===== Task input =====

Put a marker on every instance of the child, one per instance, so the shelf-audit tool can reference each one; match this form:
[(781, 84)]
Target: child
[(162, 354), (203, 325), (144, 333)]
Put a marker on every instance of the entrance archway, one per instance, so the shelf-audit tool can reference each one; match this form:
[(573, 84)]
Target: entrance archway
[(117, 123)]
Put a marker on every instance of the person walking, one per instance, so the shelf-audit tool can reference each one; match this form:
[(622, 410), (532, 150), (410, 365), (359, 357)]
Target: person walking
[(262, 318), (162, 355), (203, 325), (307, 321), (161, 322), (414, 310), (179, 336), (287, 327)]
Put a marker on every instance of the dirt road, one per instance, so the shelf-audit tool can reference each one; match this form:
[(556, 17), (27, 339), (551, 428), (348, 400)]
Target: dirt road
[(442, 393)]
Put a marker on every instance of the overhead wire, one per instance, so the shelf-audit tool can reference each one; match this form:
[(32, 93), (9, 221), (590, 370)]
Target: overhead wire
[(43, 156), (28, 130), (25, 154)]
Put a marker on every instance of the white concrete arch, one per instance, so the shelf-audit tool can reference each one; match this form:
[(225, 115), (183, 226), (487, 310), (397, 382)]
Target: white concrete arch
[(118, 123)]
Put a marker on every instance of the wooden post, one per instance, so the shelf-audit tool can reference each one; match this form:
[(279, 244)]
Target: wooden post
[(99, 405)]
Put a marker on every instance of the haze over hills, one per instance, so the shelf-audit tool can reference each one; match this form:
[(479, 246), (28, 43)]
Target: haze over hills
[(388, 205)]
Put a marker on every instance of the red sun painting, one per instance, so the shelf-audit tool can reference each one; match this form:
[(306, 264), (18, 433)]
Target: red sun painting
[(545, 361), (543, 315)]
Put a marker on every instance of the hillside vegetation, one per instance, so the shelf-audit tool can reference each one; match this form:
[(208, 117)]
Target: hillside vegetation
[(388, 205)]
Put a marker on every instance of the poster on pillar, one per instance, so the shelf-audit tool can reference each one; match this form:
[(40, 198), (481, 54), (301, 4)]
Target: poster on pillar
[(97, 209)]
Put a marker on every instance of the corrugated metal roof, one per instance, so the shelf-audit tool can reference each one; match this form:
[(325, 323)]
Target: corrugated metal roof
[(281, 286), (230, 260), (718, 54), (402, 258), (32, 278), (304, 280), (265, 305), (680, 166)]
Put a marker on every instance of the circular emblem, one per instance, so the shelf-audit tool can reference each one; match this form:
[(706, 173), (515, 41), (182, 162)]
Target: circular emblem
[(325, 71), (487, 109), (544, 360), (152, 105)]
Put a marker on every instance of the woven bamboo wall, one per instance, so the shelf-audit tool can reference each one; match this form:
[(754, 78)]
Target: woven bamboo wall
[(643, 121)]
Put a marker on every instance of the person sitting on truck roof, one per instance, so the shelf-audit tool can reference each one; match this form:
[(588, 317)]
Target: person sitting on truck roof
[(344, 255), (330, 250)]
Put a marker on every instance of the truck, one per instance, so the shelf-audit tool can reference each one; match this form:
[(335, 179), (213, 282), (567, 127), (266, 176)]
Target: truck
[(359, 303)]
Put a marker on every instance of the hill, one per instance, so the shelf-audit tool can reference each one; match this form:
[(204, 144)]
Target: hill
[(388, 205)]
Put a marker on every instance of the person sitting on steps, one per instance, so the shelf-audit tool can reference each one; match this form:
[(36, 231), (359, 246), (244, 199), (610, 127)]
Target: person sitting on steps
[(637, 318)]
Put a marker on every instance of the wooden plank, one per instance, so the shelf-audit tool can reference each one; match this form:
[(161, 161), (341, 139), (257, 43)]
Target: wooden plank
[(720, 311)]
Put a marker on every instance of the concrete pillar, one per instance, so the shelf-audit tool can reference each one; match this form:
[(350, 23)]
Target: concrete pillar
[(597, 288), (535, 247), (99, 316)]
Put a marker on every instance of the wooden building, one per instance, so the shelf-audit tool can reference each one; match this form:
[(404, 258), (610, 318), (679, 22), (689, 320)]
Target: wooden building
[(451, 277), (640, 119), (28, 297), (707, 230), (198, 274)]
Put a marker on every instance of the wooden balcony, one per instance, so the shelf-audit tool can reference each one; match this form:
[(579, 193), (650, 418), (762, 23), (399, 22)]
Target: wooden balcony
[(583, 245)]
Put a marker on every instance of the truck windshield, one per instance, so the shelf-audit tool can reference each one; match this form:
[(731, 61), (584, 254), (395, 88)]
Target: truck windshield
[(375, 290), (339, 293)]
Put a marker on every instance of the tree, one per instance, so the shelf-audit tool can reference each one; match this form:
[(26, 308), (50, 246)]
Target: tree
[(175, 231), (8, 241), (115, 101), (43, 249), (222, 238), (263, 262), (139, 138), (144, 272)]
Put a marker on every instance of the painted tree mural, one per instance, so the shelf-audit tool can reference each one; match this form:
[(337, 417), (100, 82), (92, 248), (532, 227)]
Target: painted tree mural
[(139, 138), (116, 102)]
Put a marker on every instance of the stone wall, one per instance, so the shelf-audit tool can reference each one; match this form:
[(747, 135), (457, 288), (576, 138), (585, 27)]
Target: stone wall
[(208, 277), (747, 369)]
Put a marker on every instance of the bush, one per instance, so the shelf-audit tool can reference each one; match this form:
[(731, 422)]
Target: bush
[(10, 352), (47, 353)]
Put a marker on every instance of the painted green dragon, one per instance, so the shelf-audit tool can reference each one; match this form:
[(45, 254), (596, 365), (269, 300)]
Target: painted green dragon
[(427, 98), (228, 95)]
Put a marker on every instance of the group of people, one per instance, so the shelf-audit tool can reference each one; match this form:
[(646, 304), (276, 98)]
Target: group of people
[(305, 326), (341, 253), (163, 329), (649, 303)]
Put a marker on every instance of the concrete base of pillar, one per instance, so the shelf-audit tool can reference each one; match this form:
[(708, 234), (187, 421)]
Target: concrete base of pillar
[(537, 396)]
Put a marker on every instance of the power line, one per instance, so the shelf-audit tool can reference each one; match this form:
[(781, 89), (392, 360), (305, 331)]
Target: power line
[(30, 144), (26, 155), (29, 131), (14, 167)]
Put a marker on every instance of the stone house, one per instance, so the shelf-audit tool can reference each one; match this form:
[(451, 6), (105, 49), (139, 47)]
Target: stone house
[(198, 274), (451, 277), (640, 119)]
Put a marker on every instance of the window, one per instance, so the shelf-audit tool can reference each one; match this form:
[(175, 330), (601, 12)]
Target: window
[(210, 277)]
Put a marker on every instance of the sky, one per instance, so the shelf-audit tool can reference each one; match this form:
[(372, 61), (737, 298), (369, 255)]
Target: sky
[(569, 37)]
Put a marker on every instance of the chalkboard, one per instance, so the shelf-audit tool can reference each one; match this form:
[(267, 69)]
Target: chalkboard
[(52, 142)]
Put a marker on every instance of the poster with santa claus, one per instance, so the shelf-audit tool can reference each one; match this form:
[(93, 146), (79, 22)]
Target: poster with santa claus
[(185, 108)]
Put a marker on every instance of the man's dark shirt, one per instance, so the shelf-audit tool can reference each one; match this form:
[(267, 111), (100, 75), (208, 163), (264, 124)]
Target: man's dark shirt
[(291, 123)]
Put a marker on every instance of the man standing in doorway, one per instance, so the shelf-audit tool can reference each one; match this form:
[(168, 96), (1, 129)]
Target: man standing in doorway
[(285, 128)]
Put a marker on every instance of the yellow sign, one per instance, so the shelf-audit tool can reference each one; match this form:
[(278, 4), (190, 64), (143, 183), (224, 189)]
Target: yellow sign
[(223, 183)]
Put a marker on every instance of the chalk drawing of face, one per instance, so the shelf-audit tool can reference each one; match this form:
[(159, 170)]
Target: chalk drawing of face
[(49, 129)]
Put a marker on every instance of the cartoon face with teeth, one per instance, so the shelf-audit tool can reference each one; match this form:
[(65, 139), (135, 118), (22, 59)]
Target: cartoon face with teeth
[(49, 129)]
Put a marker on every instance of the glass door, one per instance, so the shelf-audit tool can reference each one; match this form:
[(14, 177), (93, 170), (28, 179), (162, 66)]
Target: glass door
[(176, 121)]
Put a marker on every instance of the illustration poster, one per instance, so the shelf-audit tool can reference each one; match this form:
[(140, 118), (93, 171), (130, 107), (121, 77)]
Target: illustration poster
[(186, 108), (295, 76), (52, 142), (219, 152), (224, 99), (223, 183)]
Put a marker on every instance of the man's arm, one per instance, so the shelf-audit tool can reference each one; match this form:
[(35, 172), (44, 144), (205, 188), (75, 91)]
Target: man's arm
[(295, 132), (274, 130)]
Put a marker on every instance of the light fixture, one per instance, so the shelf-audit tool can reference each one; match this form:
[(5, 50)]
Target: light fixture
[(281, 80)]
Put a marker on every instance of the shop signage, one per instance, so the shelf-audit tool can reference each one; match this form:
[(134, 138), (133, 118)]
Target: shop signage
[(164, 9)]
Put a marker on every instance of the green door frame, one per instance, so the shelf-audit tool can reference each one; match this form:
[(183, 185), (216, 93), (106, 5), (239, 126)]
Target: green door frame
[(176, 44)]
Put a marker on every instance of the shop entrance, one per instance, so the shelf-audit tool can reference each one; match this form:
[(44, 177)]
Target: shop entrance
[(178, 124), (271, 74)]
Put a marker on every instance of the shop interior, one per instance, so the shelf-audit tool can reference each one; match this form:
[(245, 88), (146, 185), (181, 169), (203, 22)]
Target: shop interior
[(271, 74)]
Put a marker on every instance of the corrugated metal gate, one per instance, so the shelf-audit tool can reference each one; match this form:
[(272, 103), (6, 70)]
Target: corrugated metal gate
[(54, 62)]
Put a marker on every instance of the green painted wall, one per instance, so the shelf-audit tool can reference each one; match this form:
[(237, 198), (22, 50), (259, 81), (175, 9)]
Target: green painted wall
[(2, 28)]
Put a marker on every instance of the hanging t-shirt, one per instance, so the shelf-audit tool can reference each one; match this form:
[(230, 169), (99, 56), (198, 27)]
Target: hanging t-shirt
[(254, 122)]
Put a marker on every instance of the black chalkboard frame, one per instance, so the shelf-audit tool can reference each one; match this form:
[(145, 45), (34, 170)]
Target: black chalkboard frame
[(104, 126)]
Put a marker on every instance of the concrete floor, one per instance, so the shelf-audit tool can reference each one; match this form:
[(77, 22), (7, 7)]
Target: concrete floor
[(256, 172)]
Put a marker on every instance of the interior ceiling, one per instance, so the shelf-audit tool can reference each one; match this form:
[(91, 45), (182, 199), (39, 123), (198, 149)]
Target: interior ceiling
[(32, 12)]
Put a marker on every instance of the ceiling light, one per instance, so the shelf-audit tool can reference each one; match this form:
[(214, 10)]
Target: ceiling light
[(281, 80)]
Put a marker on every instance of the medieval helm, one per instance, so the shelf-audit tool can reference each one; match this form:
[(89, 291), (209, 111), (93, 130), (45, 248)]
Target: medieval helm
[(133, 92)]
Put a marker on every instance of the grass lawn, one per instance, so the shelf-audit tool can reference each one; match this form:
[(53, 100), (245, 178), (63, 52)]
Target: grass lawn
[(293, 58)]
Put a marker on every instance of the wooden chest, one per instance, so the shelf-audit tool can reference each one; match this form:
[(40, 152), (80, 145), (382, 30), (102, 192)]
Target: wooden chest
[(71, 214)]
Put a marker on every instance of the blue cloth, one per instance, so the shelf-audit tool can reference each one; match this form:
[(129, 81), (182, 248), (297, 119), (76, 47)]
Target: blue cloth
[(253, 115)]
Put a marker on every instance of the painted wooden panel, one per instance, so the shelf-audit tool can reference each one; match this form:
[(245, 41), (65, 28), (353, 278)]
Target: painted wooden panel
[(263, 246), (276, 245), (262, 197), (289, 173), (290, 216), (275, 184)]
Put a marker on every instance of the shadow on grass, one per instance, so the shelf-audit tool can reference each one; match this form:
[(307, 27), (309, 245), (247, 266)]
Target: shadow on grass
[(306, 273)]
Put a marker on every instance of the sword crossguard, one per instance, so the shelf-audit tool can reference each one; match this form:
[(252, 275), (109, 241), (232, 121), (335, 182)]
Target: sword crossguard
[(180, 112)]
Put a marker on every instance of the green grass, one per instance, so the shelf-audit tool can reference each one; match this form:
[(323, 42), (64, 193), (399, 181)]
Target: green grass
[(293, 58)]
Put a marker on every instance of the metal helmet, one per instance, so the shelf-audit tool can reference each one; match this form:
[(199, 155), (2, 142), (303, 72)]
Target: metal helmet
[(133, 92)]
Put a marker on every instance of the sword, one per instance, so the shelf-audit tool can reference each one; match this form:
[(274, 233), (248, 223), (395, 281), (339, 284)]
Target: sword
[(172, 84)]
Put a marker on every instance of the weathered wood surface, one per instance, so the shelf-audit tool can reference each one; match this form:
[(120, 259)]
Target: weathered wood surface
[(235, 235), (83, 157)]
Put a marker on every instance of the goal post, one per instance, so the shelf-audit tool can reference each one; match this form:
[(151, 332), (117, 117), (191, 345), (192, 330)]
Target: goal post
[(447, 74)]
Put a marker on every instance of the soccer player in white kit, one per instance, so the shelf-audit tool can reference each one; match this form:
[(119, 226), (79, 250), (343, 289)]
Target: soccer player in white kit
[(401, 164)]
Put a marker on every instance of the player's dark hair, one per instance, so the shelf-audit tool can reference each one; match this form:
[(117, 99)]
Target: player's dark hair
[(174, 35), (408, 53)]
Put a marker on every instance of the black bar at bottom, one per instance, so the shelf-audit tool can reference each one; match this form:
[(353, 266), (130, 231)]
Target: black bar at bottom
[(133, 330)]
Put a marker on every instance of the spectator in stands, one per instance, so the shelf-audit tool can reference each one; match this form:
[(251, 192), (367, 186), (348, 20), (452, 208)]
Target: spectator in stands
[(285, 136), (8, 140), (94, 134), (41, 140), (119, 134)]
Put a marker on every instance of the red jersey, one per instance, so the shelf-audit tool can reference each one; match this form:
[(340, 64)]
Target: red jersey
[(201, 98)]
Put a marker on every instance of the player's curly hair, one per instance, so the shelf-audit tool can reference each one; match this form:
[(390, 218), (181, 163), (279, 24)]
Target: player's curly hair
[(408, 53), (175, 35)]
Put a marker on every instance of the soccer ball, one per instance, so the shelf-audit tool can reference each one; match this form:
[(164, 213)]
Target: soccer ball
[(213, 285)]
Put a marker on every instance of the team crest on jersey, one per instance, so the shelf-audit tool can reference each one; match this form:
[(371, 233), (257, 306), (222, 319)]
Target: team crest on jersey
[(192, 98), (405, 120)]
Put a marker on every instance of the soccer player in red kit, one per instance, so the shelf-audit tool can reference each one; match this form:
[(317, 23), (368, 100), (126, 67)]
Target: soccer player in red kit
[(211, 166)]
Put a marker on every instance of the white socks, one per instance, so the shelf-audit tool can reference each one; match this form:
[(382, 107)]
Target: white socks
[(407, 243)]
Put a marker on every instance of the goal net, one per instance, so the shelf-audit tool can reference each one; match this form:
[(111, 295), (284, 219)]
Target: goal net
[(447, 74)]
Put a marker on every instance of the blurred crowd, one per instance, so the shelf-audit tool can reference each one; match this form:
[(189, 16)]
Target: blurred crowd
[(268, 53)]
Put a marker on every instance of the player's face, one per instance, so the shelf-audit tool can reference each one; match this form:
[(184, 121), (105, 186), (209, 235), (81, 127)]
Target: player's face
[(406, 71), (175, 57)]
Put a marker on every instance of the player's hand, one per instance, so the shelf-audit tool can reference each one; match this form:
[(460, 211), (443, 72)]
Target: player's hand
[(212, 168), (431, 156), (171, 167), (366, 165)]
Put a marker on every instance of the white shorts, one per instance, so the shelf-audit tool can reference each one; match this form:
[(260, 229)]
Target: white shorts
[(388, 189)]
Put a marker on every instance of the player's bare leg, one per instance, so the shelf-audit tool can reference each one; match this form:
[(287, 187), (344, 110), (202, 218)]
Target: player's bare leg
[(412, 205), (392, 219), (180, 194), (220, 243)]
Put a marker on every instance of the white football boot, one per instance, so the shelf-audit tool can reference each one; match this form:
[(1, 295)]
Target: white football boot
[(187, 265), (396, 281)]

=====

## What the task asks
Produce only the lines from the line containing "Put a marker on every instance of the hill, one" through the line containing "[(579, 193), (650, 418), (762, 23), (399, 22)]", inclusive of both, exactly as they stand in the entries above.

## Task result
Put a marker on every instance of the hill, one per instance, so the shelf-audit tool can reference each one; match this form:
[(204, 144)]
Target: hill
[(388, 205)]
Put a marker on every instance of the person sitting on steps, one per instance, so the shelf-audit tool can reference each one; match this form:
[(36, 231), (359, 246), (244, 199), (610, 127)]
Target: person sitting on steps
[(637, 318)]
Put a marker on every instance of the wooden plank, one per instance, so the shelf-audit tool can reference each one; match this form:
[(161, 161), (341, 139), (257, 43)]
Target: wooden plank
[(720, 311)]
Put a marker on every instance of the concrete pillar, one per instance, so the shelf-audit tool can reference each one; match this form:
[(350, 23)]
Target: concrete pillar
[(597, 288), (535, 247), (99, 316)]
Put a marker on every instance of the wooden building, one per instance, so the shelf-audit tool can reference each one; match this form:
[(404, 258), (610, 318), (679, 22), (689, 320)]
Target: wooden building
[(451, 277), (640, 119), (28, 297), (707, 230), (198, 274)]
Put a marker on every instance of the wooden balcony, one per instance, so the shelf-audit tool can reference each one; match this form:
[(579, 193), (650, 418), (762, 23), (399, 22)]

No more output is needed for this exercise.